THINGS TO DO =>
(a) List every film named in the awards-nominations passage as an animation nominee.
(b) According to the awards-nominations passage, which actor does Kenneth Branagh portray in the role that earned his supporting-actor nomination?
(c) Render this sentence from the awards-nominations passage in Spanish: "To be recognized for portraying one of the greatest actors of our time is truly an honor," Branagh said.

Though "War Horse" made it in for best drama, Spielberg missed out on a directing nomination.
Spielberg has a consolation prize with a nomination for his first animated film, "The Adventures of Tintin." Other animation nominees are: James McAvoy's "Arthur Christmas," Owen Wilson's "Cars 2," Antonio Banderas and Salma Hayek's "Puss in Boots" and Johnny Depp's "Rango."
Along with Gosling and Dujardin, Wilson was nominated for musical or comedy actor as a writer nostalgic for the 1920s France of Hemingway and Fitzgerald in "Midnight in Paris." Also nominated are Brendan Gleeson as a bawdy, rule-breaking Irish cop on a drug investigation in "The Guard" and Joseph Gordon-Levitt as a cancer patient aided by an assortment of oddballs in "50/50."
Roman Polanski's domestic showdown "Carnage" earned musical or comedy actress slots for both Jodie Foster and Kate Winslet as mothers squabbling over their sons' schoolyard fight. The other nominees are: Charlize Theron as a delusional woman plotting to win back her high school boyfriend from his wife in "Young Adult"; Wiig as a maid of honor whose life is unraveling in "Bridesmaids"; and Williams as Marilyn Monroe during a chaotic film shoot in "My Week With Marilyn."
Kenneth Branagh as Laurence Olivier, Monroe's exasperated co-star and director on "The Prince and the Showgirl," was nominated for supporting actor.
"To be recognized for portraying one of the greatest actors of our time is truly an honor," Branagh said.
Also in the supporting-actor race: Albert Brooks as a gregarious but ruthless gangster in "Drive"; Jonah Hill as a statistics prodigy in "Moneyball"; Viggo Mortensen as Sigmund Freud in "A Dangerous Method"; and Christopher Plummer as an ailing, elderly father who comes out as gay in "Beginners."

STUDY MATERIAL =>
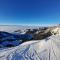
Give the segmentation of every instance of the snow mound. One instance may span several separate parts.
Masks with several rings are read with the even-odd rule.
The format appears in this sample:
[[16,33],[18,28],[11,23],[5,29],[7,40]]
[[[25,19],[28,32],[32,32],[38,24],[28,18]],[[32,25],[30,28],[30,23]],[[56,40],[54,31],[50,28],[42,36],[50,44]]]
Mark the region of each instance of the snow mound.
[[0,49],[0,60],[60,60],[60,36]]

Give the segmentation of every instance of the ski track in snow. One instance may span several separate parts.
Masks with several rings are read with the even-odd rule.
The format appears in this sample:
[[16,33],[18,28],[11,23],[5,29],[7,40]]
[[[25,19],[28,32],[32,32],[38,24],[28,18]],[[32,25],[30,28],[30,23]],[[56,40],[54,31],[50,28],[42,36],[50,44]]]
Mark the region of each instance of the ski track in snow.
[[60,36],[0,50],[0,60],[60,60]]

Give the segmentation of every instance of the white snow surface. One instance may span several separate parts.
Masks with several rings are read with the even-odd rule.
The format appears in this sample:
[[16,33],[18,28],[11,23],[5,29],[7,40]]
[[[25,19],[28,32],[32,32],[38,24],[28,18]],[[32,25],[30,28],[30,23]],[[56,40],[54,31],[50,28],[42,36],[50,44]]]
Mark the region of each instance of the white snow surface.
[[0,49],[0,60],[60,60],[60,36]]

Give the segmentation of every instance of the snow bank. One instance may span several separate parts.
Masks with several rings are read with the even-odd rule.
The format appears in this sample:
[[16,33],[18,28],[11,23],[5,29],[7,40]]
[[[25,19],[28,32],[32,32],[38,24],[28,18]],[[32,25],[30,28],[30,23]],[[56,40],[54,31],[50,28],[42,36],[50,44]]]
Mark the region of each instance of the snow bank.
[[1,49],[0,60],[60,60],[60,36]]

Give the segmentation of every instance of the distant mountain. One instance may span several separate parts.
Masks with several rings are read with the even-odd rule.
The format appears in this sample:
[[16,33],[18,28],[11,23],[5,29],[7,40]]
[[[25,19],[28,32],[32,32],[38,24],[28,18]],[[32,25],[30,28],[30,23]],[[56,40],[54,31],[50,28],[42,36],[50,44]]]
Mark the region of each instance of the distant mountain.
[[22,25],[0,25],[0,31],[14,32],[17,30],[26,30],[39,28],[39,26],[22,26]]

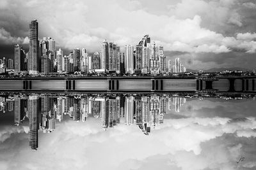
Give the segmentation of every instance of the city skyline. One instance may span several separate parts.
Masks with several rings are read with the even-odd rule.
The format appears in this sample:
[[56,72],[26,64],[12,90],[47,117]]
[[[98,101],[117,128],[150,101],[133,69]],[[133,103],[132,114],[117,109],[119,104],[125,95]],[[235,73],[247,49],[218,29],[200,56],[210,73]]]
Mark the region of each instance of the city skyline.
[[86,75],[92,73],[160,75],[187,71],[186,67],[180,63],[179,58],[175,59],[173,66],[170,66],[172,64],[170,60],[166,66],[164,47],[152,41],[149,35],[144,36],[135,48],[125,45],[124,52],[115,43],[108,43],[105,39],[101,45],[101,51],[93,52],[93,55],[90,55],[84,48],[82,51],[76,48],[68,55],[63,55],[61,47],[56,50],[56,41],[51,37],[38,40],[39,28],[37,20],[31,21],[28,52],[26,53],[19,44],[15,45],[15,65],[13,67],[12,59],[8,59],[8,62],[1,62],[1,73],[10,74],[6,69],[14,69],[15,75],[77,73]]
[[[166,60],[179,57],[191,69],[255,69],[256,27],[253,1],[161,0],[146,3],[138,0],[103,3],[77,1],[79,5],[73,7],[76,12],[70,15],[65,10],[68,3],[65,1],[61,3],[61,12],[49,10],[43,17],[36,12],[45,3],[47,2],[3,1],[0,57],[14,59],[12,48],[17,43],[28,49],[28,25],[30,20],[36,18],[40,23],[40,38],[51,35],[56,41],[56,46],[62,46],[65,53],[84,47],[88,53],[99,52],[99,45],[104,39],[115,41],[121,47],[135,45],[138,39],[149,34],[157,44],[164,46]],[[58,4],[47,3],[47,8]],[[29,10],[30,15],[17,6]],[[115,22],[112,23],[108,15],[97,14],[93,6],[97,6],[102,13],[113,16]],[[10,10],[15,15],[8,16]],[[81,10],[83,12],[79,13]],[[185,14],[184,11],[189,12]],[[211,15],[207,13],[209,11]],[[22,19],[15,16],[21,16]],[[215,22],[211,22],[212,20]],[[133,24],[137,25],[136,29]],[[19,31],[16,31],[17,27]]]
[[256,169],[256,0],[0,0],[0,169]]

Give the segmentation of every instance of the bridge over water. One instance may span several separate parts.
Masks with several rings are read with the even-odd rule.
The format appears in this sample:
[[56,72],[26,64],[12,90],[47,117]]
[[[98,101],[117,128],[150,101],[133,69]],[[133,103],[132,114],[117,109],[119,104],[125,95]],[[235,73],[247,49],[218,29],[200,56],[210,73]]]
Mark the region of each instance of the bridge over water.
[[256,77],[23,77],[0,79],[2,91],[255,92]]

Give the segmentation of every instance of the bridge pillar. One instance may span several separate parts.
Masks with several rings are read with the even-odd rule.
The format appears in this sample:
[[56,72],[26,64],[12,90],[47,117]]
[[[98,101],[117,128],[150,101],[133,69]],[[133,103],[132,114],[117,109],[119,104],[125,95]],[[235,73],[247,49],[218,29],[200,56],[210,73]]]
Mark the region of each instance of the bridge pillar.
[[118,80],[108,80],[108,90],[118,90],[119,81]]
[[205,90],[212,89],[212,81],[205,81]]
[[236,79],[234,78],[230,78],[228,79],[229,80],[229,89],[228,92],[235,92],[235,80]]
[[152,80],[152,91],[154,90],[163,90],[163,80]]

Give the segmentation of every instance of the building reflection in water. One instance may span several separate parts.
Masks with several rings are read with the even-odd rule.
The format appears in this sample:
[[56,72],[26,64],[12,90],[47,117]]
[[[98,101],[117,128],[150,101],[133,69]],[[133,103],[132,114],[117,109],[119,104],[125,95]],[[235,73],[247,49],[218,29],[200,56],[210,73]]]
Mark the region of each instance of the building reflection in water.
[[30,95],[0,97],[0,110],[13,111],[14,108],[16,125],[20,125],[26,118],[29,119],[29,146],[36,150],[38,131],[51,132],[55,130],[56,121],[61,122],[65,115],[77,122],[85,122],[88,117],[100,118],[104,130],[120,124],[122,118],[124,124],[135,124],[148,135],[152,129],[163,123],[166,104],[168,110],[179,111],[185,103],[184,97],[156,95]]

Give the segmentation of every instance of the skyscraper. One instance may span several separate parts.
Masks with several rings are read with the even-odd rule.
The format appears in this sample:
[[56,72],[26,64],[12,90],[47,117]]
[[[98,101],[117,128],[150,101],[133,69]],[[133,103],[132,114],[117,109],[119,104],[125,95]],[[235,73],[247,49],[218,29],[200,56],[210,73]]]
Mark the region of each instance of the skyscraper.
[[81,71],[82,73],[88,73],[88,58],[86,50],[84,48],[82,49],[82,57],[81,59]]
[[28,108],[29,119],[29,146],[31,149],[36,150],[38,147],[39,129],[39,100],[36,96],[29,96],[28,101]]
[[25,71],[26,53],[19,45],[14,46],[14,69],[15,72]]
[[13,60],[9,59],[8,62],[8,69],[13,69]]
[[133,74],[133,46],[132,45],[125,45],[124,48],[124,65],[125,67],[125,73],[129,74]]
[[143,74],[149,73],[150,56],[151,55],[150,38],[145,35],[139,42],[139,45],[142,46],[142,70]]
[[134,97],[129,96],[125,98],[126,99],[124,104],[125,124],[125,125],[131,125],[133,124]]
[[63,64],[63,52],[61,49],[59,49],[56,52],[56,58],[57,58],[57,72],[61,73],[64,69]]
[[175,59],[175,68],[176,71],[175,73],[180,73],[180,59],[179,58],[176,58]]
[[168,72],[172,73],[172,60],[168,60]]
[[52,71],[53,63],[52,57],[53,55],[49,51],[49,41],[44,38],[40,43],[40,57],[41,58],[41,70],[42,73],[45,74]]
[[29,52],[28,56],[28,71],[29,74],[36,74],[39,71],[38,23],[36,20],[29,24]]
[[100,57],[98,52],[95,52],[92,58],[92,69],[100,69]]
[[135,49],[135,73],[141,73],[142,69],[142,45],[137,45]]
[[120,46],[114,43],[109,43],[109,71],[120,73]]
[[55,52],[56,51],[55,40],[52,39],[51,37],[48,37],[48,42],[49,42],[49,50],[50,52]]
[[88,69],[89,69],[89,73],[92,73],[92,56],[88,57]]
[[74,55],[74,71],[80,71],[80,50],[79,48],[75,49],[73,51]]
[[101,67],[103,69],[108,70],[109,67],[109,46],[107,40],[104,40],[102,42],[101,46],[101,55],[102,55],[102,66]]

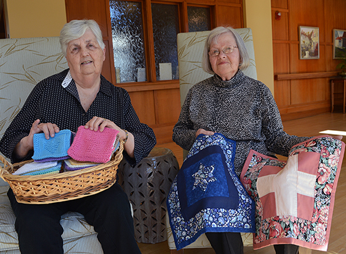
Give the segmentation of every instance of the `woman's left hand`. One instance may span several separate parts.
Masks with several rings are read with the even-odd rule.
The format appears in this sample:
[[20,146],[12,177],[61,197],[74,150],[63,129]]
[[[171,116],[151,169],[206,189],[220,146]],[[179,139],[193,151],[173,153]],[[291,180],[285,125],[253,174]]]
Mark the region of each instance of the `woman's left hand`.
[[117,125],[110,120],[103,118],[102,117],[94,116],[91,120],[86,123],[84,125],[85,129],[89,129],[92,131],[97,131],[100,127],[100,131],[103,131],[105,127],[115,129],[119,131],[119,138],[125,140],[126,138],[126,132],[122,129],[120,128]]

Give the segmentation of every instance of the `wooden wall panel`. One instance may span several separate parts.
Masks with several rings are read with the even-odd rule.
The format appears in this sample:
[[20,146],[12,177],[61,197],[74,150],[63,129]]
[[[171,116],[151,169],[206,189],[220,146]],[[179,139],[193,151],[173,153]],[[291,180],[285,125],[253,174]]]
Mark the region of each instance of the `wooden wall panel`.
[[[231,26],[235,28],[243,27],[243,0],[190,0],[179,1],[182,8],[181,21],[188,21],[188,5],[210,6],[212,26]],[[172,2],[162,0],[162,3]],[[151,17],[151,2],[145,1],[144,17]],[[114,85],[123,87],[129,91],[131,102],[141,122],[153,128],[158,144],[172,142],[172,129],[181,111],[180,94],[177,80],[172,82],[154,81],[155,69],[148,67],[148,82],[143,83],[116,84],[113,60],[113,45],[109,0],[65,0],[67,21],[72,19],[93,19],[100,25],[106,44],[107,57],[104,62],[102,75]],[[144,24],[147,39],[146,52],[154,55],[152,26],[149,21]],[[187,24],[181,24],[181,30],[186,30]],[[147,59],[147,63],[154,65],[154,57]],[[150,64],[149,64],[150,65]]]
[[175,125],[181,111],[179,89],[156,90],[154,93],[156,124]]
[[[336,75],[332,59],[334,28],[346,30],[345,0],[272,0],[275,98],[283,120],[330,111],[329,78]],[[282,20],[275,20],[275,12]],[[284,14],[288,14],[287,24]],[[299,26],[318,27],[320,59],[299,57]],[[289,31],[289,39],[284,31]],[[289,57],[286,56],[287,48]],[[315,74],[316,73],[316,74]],[[281,75],[282,78],[279,78]],[[287,74],[285,75],[285,74]],[[320,77],[318,78],[316,78]],[[286,77],[286,78],[285,78]],[[290,92],[290,101],[286,93]]]
[[289,8],[287,0],[271,0],[271,7],[287,9]]
[[274,98],[279,109],[289,106],[291,105],[290,81],[276,81],[275,85]]
[[277,10],[272,10],[271,21],[273,26],[273,40],[288,41],[289,39],[289,12],[280,11],[281,18],[275,19]]
[[291,72],[292,73],[326,71],[325,47],[320,44],[320,59],[299,59],[299,44],[291,45]]
[[[323,3],[325,0],[289,0],[290,38],[299,42],[299,26],[320,28],[320,34],[324,34]],[[323,36],[320,43],[324,42]]]
[[131,102],[138,116],[140,122],[148,125],[155,125],[155,106],[154,105],[154,93],[152,91],[129,92]]
[[232,26],[233,28],[242,28],[242,10],[240,7],[224,5],[217,6],[217,26]]
[[346,1],[333,0],[325,2],[325,41],[333,44],[333,29],[346,30]]
[[321,78],[291,80],[291,104],[325,100],[325,80]]
[[220,0],[220,2],[227,2],[230,3],[242,3],[242,0]]
[[105,1],[65,0],[65,4],[68,22],[72,19],[95,19],[103,36],[111,36],[111,31],[108,30]]
[[278,74],[289,73],[289,45],[286,43],[274,43],[273,44],[275,73]]

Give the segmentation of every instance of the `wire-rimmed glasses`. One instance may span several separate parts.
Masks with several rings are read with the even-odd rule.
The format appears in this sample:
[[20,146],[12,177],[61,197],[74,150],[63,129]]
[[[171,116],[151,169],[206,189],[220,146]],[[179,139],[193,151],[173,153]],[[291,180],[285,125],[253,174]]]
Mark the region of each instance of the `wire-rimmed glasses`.
[[[237,46],[228,46],[226,47],[224,47],[221,50],[221,51],[224,52],[224,54],[228,55],[233,52],[235,51],[235,48],[237,48]],[[209,51],[208,54],[210,57],[215,57],[220,55],[220,51],[219,51],[217,49],[212,49]]]

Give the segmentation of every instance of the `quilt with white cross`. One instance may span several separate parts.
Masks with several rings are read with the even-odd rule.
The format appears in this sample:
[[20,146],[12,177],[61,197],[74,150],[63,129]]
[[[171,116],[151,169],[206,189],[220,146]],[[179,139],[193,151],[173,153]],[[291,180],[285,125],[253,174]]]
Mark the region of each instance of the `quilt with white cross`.
[[199,135],[167,199],[176,249],[206,232],[255,232],[255,202],[234,170],[235,142]]
[[256,203],[253,248],[293,244],[326,251],[345,143],[313,137],[287,161],[251,150],[240,179]]

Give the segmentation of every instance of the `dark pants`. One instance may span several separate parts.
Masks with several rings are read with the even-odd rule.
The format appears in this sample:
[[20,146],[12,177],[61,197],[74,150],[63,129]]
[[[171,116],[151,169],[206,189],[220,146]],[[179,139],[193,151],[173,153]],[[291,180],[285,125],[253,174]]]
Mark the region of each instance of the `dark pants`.
[[206,235],[216,254],[243,254],[240,233],[206,233]]
[[94,195],[50,204],[17,203],[11,189],[8,195],[22,254],[64,253],[60,221],[69,211],[82,214],[93,226],[104,254],[140,253],[127,196],[117,183]]
[[[239,233],[206,233],[216,254],[243,254],[244,245]],[[276,254],[298,254],[299,246],[293,244],[274,245]]]

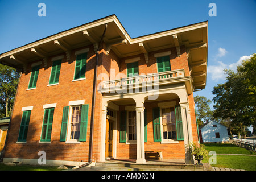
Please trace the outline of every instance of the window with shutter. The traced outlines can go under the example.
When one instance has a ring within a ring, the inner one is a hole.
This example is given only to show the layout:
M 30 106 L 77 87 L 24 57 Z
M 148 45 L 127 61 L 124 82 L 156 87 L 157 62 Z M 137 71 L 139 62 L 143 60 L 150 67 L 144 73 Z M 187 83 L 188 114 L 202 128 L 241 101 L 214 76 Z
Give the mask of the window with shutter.
M 38 81 L 38 73 L 39 73 L 40 65 L 32 68 L 31 75 L 30 76 L 28 89 L 35 88 Z
M 28 130 L 31 113 L 31 110 L 23 111 L 19 129 L 19 136 L 18 138 L 18 142 L 27 141 L 27 135 Z
M 82 113 L 81 117 L 80 134 L 79 141 L 86 142 L 87 135 L 87 125 L 88 120 L 88 107 L 89 105 L 84 104 L 82 105 Z
M 127 77 L 131 77 L 139 75 L 139 62 L 127 64 Z
M 46 109 L 42 129 L 41 141 L 50 142 L 52 134 L 54 108 Z
M 153 109 L 154 141 L 161 142 L 161 129 L 160 125 L 160 109 Z
M 57 84 L 59 82 L 61 61 L 61 60 L 60 60 L 52 63 L 49 84 Z
M 182 124 L 181 109 L 179 106 L 175 106 L 176 125 L 177 128 L 177 139 L 184 140 L 183 126 Z
M 74 79 L 85 78 L 87 53 L 76 56 L 76 68 L 75 69 Z
M 63 114 L 62 115 L 61 130 L 60 131 L 60 142 L 65 142 L 66 140 L 69 111 L 69 106 L 66 106 L 63 108 Z
M 147 110 L 144 110 L 144 140 L 145 142 L 147 142 Z
M 158 72 L 163 72 L 171 71 L 171 65 L 169 56 L 158 57 L 156 59 Z M 159 76 L 159 78 L 164 78 L 165 75 Z
M 88 107 L 88 104 L 71 106 L 70 113 L 69 106 L 64 108 L 60 141 L 66 141 L 66 138 L 70 142 L 86 141 Z M 69 114 L 71 114 L 69 119 Z

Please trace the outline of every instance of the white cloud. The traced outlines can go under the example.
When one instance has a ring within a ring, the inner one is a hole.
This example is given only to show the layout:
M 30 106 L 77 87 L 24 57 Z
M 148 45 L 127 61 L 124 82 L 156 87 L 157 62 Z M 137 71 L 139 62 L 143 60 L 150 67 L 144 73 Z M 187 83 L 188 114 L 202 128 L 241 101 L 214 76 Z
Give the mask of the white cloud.
M 228 51 L 226 51 L 225 49 L 221 47 L 220 47 L 218 51 L 218 54 L 217 55 L 217 57 L 223 57 L 228 53 Z
M 224 69 L 230 69 L 236 71 L 237 69 L 237 66 L 241 65 L 242 60 L 250 59 L 252 56 L 253 55 L 250 56 L 243 56 L 240 57 L 238 61 L 229 65 L 226 64 L 222 61 L 218 61 L 217 65 L 208 66 L 207 72 L 210 73 L 210 78 L 213 81 L 218 81 L 220 80 L 225 80 L 226 79 L 226 75 L 224 73 Z

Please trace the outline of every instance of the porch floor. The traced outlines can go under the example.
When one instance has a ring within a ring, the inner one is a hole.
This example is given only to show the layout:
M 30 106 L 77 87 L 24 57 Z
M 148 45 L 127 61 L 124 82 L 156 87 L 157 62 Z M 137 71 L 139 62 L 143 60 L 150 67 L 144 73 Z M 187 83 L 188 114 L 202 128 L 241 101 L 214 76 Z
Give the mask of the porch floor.
M 95 171 L 204 171 L 205 166 L 186 164 L 184 160 L 146 160 L 145 163 L 136 163 L 136 159 L 108 159 L 96 162 L 90 169 Z

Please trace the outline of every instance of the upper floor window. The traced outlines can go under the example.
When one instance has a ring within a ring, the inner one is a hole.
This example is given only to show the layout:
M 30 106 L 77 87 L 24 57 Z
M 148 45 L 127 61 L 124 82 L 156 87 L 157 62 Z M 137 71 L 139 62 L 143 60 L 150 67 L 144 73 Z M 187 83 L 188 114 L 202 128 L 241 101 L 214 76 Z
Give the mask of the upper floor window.
M 40 65 L 32 68 L 28 89 L 35 88 L 38 81 L 38 73 L 39 73 Z
M 46 109 L 42 129 L 41 141 L 50 142 L 52 134 L 54 108 Z
M 28 125 L 30 120 L 31 110 L 24 111 L 22 114 L 20 126 L 19 128 L 18 142 L 26 142 Z
M 127 64 L 127 77 L 131 77 L 139 75 L 139 62 Z
M 129 140 L 136 140 L 136 111 L 128 112 Z
M 76 68 L 74 80 L 85 78 L 87 53 L 76 56 Z
M 171 71 L 169 56 L 158 57 L 156 59 L 156 63 L 158 66 L 158 72 Z
M 57 84 L 59 82 L 61 65 L 61 60 L 55 61 L 52 63 L 52 71 L 51 72 L 49 84 Z
M 175 114 L 174 107 L 162 109 L 163 136 L 164 139 L 176 139 Z

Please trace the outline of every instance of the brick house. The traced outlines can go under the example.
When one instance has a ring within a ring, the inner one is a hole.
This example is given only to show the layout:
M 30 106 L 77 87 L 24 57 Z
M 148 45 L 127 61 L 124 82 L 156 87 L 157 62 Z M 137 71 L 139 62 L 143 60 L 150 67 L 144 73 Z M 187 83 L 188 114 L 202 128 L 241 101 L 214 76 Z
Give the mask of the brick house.
M 207 46 L 208 22 L 131 38 L 113 15 L 1 54 L 22 72 L 3 162 L 189 163 Z

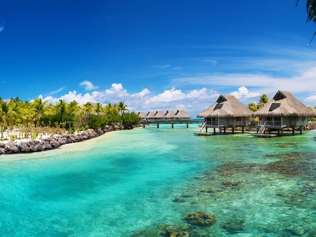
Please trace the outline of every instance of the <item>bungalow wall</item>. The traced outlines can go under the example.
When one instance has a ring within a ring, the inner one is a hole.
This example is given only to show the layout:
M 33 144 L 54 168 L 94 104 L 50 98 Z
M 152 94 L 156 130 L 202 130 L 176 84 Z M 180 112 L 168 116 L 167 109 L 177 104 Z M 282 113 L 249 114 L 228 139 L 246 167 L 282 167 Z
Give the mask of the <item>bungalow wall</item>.
M 206 118 L 205 121 L 211 122 L 214 127 L 235 127 L 244 126 L 246 121 L 251 121 L 251 117 L 227 117 L 227 118 Z
M 282 121 L 282 125 L 287 127 L 303 126 L 308 123 L 307 116 L 263 117 L 260 118 L 260 120 L 263 123 L 266 121 Z

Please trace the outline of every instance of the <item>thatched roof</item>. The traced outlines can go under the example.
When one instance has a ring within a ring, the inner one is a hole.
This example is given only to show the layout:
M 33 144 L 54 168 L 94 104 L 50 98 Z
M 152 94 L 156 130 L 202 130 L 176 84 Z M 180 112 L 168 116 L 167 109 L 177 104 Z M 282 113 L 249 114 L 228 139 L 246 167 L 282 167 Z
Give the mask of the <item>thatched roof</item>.
M 157 111 L 154 114 L 154 118 L 164 118 L 164 112 L 163 111 Z
M 147 117 L 147 115 L 144 111 L 140 111 L 140 112 L 138 112 L 138 116 L 142 118 L 145 118 Z
M 216 102 L 197 114 L 197 118 L 250 117 L 252 111 L 231 95 L 220 95 Z
M 167 110 L 164 116 L 167 118 L 176 118 L 176 113 L 173 110 Z
M 154 118 L 154 114 L 156 114 L 156 111 L 150 111 L 147 114 L 146 118 Z
M 297 100 L 290 93 L 279 90 L 274 97 L 258 109 L 254 116 L 310 116 L 315 112 Z
M 178 109 L 177 112 L 176 113 L 176 118 L 192 118 L 192 116 L 190 116 L 189 114 L 187 114 L 183 109 Z

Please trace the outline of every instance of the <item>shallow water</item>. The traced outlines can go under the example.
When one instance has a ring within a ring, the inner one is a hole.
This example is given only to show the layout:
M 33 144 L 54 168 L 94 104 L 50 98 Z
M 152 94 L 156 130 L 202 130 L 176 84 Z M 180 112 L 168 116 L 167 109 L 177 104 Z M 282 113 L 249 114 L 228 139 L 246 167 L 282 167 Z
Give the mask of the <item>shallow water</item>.
M 316 236 L 315 131 L 197 130 L 161 125 L 0 156 L 0 236 L 159 236 L 175 226 L 190 236 Z M 218 221 L 183 220 L 199 210 Z

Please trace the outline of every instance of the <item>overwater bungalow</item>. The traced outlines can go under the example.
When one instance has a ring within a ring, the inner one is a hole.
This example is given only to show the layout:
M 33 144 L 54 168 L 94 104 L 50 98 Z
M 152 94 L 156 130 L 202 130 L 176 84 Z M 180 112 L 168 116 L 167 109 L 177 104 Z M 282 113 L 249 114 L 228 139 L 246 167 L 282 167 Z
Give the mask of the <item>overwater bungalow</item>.
M 146 118 L 147 114 L 146 114 L 146 113 L 145 113 L 144 111 L 140 111 L 140 112 L 138 112 L 138 116 L 139 116 L 140 118 L 142 118 L 143 119 L 143 118 Z
M 315 112 L 297 100 L 290 93 L 279 90 L 273 98 L 263 104 L 253 114 L 259 117 L 256 121 L 257 135 L 264 135 L 265 130 L 271 132 L 277 130 L 283 133 L 284 128 L 292 128 L 293 134 L 295 128 L 308 125 L 308 118 L 315 116 Z
M 167 110 L 166 114 L 164 114 L 164 117 L 167 120 L 174 119 L 174 118 L 176 118 L 176 113 L 173 110 Z
M 187 114 L 184 109 L 178 109 L 175 114 L 175 118 L 177 120 L 189 119 L 192 118 L 192 116 Z
M 156 113 L 154 113 L 154 118 L 156 121 L 164 119 L 165 118 L 164 114 L 165 113 L 163 111 L 161 110 L 156 111 Z
M 203 135 L 204 129 L 209 134 L 207 129 L 210 128 L 213 129 L 213 134 L 216 133 L 216 128 L 220 130 L 220 133 L 222 130 L 226 133 L 227 128 L 231 128 L 234 133 L 235 127 L 242 127 L 244 133 L 244 128 L 251 120 L 251 115 L 252 111 L 234 95 L 220 95 L 215 103 L 197 114 L 197 118 L 204 118 L 204 123 L 197 135 Z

SOLUTIONS FOR EACH TASK =>
(a)
The Adventures of Tintin
Arthur Christmas
Cars 2
Puss in Boots
Rango

(b) Laurence Olivier.

(c) "Ser reconocido por interpretar a uno de los más grandes actores de nuestro tiempo es verdaderamente un honor", dijo Branagh.